___ Reading passage

They have also summoned billionaire owner Elon Musk for questioning X and Musk's artificial intelligence company XAI, which was just, by the way, obtained by SpaceX.
Mm-hmm.
So, like yesterday.
More financial engineering to dilute shareholders in favor of Elon Musk's wealth.
Congratulations, guys.
AP continues to say, XAI also face intensifying scrutiny from Britain's data privacy regulator,
which opened formal investigations into how they handled personal data when they developed
and deployed Musk's artificial intelligence chatbot.
Grok, GROC, which was built by XAI and is available through X-Spark's Global Outrage last month
after it pumped out a torrent of sexualized,
non-consensual deep-fake images
in response to requests from X users.
And so now X is in the crosshairs of European regulators.
So it's not just in Paris.
This is also in Spain, in Greece,
in places where they're considering,
not even in targeting X specifically,
but broadly teen social media bans.
This is obviously targeting X specifically in Paris,
but teen social media bans are on the table
in a lot of different countries right now.

______

■ Work item A: Translate this sentence from the transcript about regulatory scrutiny of X into Spanish: "And so now X is in the crosshairs of European regulators."
■ Work item B: From the transcript about regulatory scrutiny of X, quote the passage between "Grok, GROC, which" and "social media bans.", inclusive.
None of this work requires the material.

___ Data under study

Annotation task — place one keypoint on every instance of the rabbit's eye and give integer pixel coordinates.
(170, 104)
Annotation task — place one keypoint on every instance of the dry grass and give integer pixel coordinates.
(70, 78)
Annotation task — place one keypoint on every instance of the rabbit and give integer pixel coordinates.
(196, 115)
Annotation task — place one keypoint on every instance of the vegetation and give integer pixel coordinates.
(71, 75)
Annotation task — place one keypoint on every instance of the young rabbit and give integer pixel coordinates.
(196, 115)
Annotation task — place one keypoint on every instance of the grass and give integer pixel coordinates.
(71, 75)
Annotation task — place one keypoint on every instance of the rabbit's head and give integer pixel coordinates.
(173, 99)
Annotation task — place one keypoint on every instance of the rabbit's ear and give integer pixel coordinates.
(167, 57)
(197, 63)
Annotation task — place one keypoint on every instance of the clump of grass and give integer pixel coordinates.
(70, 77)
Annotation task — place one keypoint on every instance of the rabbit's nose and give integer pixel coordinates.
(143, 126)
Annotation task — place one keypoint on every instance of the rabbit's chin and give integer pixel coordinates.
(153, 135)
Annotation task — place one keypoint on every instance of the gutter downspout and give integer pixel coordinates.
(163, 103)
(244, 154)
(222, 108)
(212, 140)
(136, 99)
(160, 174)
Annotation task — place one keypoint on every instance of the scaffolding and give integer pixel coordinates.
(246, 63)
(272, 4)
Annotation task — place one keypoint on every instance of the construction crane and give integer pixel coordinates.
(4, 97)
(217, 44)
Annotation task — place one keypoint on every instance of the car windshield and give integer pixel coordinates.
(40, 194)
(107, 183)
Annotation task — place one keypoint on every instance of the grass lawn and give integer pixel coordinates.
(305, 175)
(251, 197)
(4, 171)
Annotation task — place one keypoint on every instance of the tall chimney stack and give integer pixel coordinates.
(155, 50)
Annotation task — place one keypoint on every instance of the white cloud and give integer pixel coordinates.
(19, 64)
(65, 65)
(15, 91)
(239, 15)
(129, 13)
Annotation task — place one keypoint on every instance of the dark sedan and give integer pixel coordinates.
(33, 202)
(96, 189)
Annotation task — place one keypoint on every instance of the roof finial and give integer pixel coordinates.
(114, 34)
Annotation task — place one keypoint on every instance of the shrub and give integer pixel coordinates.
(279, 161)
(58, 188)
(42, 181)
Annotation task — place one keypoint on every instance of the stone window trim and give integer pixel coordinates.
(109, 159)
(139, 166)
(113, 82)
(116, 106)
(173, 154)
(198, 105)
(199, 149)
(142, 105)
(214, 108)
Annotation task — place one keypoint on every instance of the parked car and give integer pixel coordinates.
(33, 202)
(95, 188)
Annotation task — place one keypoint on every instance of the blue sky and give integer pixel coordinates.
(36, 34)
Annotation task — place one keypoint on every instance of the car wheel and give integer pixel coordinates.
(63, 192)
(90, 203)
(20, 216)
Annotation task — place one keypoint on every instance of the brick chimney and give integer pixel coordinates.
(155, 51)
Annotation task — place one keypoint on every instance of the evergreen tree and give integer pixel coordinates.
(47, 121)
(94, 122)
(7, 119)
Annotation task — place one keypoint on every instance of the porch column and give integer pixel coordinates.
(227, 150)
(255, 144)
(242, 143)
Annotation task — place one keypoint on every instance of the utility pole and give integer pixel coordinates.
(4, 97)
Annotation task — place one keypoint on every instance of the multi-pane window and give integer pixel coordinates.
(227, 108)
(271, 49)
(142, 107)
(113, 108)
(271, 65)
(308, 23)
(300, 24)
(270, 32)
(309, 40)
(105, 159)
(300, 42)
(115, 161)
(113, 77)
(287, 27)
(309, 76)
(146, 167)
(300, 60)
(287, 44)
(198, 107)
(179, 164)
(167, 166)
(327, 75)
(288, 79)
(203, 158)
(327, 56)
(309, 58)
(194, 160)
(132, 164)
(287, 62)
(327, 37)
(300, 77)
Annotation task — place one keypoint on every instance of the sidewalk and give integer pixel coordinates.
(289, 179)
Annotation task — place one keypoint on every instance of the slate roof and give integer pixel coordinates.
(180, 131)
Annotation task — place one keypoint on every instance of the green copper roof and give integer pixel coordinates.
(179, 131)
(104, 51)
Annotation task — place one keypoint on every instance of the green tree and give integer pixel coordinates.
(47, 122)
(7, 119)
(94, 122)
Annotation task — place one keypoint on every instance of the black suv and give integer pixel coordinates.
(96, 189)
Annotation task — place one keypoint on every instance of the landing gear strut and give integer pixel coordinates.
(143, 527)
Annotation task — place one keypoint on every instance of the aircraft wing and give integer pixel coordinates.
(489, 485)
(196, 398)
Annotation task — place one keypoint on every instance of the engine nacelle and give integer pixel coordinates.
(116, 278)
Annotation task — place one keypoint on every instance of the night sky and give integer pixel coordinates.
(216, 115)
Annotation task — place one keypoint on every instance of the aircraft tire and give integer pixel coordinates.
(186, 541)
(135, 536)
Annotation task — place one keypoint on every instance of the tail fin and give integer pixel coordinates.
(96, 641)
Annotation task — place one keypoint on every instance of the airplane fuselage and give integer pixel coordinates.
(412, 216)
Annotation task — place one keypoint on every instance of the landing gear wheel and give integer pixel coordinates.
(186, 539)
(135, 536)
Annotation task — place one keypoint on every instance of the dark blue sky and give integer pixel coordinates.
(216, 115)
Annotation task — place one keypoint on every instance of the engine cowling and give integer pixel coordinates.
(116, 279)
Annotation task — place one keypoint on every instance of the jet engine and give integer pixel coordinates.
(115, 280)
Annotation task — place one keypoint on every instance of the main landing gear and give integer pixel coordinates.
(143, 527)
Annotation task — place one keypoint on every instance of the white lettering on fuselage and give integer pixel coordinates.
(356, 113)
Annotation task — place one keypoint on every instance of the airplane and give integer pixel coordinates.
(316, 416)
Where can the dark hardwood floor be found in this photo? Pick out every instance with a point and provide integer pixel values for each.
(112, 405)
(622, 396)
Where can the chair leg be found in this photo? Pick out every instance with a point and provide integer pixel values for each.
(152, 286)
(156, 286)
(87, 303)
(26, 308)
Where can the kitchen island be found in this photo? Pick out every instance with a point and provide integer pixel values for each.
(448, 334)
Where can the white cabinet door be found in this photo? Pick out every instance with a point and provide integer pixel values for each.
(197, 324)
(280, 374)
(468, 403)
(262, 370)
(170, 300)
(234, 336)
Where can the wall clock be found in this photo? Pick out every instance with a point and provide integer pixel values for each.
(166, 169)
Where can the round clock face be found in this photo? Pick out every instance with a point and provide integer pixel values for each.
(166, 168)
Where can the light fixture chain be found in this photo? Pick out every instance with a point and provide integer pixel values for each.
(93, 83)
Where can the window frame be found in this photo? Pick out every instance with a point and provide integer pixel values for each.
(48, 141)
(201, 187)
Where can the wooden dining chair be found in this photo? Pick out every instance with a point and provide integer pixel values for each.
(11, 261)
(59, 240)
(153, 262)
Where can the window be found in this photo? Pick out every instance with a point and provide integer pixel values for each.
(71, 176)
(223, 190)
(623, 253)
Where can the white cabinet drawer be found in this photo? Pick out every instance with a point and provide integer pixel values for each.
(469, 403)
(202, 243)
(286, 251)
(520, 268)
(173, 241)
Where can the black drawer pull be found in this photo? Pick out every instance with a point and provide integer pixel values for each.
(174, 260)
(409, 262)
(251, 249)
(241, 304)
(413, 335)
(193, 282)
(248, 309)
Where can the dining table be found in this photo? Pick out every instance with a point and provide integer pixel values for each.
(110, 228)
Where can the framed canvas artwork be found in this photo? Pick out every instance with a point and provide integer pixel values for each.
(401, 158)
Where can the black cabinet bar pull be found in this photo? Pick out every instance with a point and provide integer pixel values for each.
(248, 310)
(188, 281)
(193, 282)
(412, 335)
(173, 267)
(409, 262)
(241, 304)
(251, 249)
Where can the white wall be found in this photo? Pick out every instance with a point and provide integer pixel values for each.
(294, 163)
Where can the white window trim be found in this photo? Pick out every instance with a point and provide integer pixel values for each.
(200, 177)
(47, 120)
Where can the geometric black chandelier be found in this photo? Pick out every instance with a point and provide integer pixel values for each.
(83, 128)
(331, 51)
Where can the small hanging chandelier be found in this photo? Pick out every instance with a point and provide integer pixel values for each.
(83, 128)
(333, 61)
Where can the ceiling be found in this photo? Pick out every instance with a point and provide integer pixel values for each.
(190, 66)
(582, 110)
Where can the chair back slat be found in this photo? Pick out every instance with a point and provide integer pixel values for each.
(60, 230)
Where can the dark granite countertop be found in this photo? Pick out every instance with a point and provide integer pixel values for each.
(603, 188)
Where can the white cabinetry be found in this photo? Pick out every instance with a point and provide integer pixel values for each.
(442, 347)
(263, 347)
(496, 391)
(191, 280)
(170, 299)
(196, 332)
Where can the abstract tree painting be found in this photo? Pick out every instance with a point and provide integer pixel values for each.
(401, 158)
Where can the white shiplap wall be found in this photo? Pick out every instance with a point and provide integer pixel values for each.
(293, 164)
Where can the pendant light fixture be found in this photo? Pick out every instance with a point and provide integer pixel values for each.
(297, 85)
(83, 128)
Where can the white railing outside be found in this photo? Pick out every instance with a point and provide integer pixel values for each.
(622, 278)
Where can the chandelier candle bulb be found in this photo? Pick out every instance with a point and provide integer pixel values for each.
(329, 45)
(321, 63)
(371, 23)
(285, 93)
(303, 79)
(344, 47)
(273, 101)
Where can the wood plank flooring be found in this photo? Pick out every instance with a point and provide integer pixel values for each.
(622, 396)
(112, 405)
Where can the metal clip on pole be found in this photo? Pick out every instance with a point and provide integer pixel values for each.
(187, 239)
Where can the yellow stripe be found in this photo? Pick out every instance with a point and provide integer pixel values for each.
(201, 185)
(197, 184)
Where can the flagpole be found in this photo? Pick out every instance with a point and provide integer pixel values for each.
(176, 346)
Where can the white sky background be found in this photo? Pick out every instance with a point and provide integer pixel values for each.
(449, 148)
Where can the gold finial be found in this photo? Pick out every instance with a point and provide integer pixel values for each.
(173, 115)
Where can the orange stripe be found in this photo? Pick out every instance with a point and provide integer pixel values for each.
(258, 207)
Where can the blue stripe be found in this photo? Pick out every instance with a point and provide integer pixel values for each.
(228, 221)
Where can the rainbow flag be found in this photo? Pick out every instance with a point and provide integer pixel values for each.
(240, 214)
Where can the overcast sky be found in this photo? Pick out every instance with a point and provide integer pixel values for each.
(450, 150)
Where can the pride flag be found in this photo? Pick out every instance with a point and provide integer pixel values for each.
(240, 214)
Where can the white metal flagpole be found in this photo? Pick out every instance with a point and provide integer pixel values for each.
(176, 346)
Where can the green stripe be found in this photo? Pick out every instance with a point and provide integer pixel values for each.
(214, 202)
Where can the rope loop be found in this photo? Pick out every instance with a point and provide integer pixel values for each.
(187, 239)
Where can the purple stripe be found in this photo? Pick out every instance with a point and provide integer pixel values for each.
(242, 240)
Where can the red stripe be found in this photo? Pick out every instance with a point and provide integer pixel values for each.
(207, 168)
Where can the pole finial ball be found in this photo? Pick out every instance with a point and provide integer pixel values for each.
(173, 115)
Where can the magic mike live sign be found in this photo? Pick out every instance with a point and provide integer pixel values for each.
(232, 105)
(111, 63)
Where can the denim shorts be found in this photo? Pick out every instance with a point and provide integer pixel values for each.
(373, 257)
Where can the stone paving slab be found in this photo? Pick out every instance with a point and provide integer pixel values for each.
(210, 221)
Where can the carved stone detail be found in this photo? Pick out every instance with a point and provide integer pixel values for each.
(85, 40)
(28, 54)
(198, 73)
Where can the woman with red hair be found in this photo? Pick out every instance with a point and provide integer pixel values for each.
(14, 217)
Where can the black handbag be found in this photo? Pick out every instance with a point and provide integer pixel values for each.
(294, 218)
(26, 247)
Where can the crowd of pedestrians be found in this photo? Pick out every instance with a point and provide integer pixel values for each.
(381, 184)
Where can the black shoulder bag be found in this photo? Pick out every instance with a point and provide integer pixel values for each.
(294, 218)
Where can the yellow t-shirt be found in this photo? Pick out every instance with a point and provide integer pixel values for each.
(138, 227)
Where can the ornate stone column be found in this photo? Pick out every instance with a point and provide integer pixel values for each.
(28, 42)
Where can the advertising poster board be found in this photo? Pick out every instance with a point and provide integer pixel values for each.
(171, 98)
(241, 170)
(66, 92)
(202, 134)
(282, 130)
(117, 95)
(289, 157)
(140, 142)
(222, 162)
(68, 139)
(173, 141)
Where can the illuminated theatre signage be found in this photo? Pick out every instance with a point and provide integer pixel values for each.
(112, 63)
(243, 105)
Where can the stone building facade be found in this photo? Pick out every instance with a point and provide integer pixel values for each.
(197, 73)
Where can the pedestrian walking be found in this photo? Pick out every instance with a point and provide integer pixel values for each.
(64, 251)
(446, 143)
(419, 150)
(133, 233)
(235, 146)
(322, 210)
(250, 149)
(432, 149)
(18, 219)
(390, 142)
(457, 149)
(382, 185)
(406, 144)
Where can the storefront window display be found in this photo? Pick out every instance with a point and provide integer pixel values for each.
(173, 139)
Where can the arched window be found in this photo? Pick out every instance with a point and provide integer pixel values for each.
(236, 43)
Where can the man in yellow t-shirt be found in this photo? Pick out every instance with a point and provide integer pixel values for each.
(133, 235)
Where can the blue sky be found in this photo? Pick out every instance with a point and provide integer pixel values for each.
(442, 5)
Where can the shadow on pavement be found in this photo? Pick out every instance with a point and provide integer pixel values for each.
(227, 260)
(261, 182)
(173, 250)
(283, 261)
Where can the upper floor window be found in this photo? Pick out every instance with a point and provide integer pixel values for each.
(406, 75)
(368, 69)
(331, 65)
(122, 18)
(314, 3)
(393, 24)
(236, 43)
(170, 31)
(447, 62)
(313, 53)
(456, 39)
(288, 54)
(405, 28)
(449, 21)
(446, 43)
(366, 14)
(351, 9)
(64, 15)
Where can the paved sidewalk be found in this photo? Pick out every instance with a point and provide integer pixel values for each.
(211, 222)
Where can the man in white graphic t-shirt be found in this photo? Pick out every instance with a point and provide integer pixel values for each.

______

■ Answer area A: Y así, ahora X está en la mira de los reguladores europeos.

■ Answer area B:
Grok, GROC, which was built by XAI and is available through X-Spark's Global Outrage last month
after it pumped out a torrent of sexualized,
non-consensual deep-fake images
in response to requests from X users.
And so now X is in the crosshairs of European regulators.
So it's not just in Paris.
This is also in Spain, in Greece,
in places where they're considering,
not even in targeting X specifically,
but broadly teen social media bans.